● Task requirements
Reproduce the material below line for line, omitting the pictures.

● Items stored from a collection

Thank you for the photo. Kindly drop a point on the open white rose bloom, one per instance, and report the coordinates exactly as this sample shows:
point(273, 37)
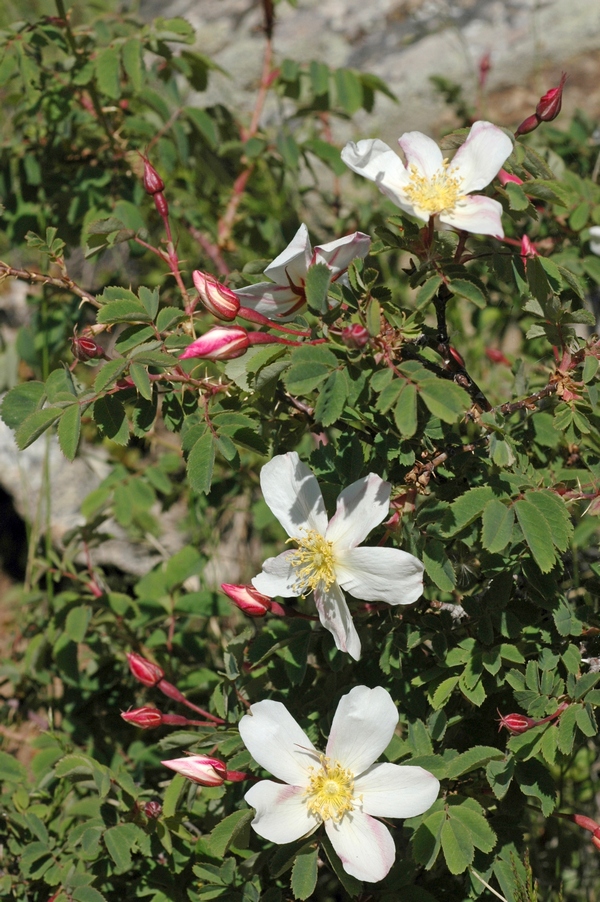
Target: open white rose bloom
point(343, 788)
point(328, 558)
point(283, 297)
point(429, 185)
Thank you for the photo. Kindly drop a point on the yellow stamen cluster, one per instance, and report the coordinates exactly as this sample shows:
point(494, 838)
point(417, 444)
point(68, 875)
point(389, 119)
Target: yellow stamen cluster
point(330, 791)
point(313, 561)
point(434, 195)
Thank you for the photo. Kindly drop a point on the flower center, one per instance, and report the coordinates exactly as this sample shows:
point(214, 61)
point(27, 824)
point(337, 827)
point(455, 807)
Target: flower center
point(313, 561)
point(434, 195)
point(330, 790)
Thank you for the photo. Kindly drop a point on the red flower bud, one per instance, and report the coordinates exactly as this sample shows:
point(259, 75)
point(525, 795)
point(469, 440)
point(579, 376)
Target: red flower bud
point(145, 671)
point(549, 106)
point(528, 125)
point(146, 718)
point(504, 177)
point(355, 336)
point(248, 599)
point(153, 809)
point(516, 723)
point(220, 300)
point(85, 349)
point(199, 769)
point(219, 343)
point(153, 184)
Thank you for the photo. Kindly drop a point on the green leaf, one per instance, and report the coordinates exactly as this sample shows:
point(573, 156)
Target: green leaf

● Exercise response
Thank you for the photo. Kindly drop a point on the open white rose bloom, one per instance, and report the coordinates exactly as this sample shows:
point(273, 37)
Target: open white rose bloom
point(343, 788)
point(328, 558)
point(283, 297)
point(429, 185)
Thank you for the photo. Kindly drop a point on the yellow stamen cluster, one per instance, and report the coordinates exactly as this sample shows:
point(494, 838)
point(417, 444)
point(68, 875)
point(389, 119)
Target: yellow stamen cluster
point(330, 791)
point(313, 561)
point(434, 195)
Thank you for the photo. Kindly drop a point on the flower center, one per instance, and report the coordinates exactly as this sample shows:
point(214, 61)
point(27, 824)
point(337, 827)
point(455, 807)
Target: flower center
point(313, 561)
point(434, 195)
point(330, 790)
Thank you for the photo. Kindly drop a point on the red flower bud, one per instance, and report the coordinates exactly as this sample shows:
point(259, 75)
point(525, 795)
point(469, 440)
point(579, 376)
Target: red flower bud
point(145, 671)
point(549, 106)
point(528, 125)
point(146, 718)
point(504, 177)
point(355, 336)
point(248, 599)
point(153, 809)
point(516, 723)
point(220, 300)
point(85, 349)
point(199, 769)
point(219, 343)
point(153, 184)
Thank you for the photo. Kindly drop a point on the green leaf, one per instance, and report the coordinates exactly as this sample shows:
point(573, 156)
Target: green leaf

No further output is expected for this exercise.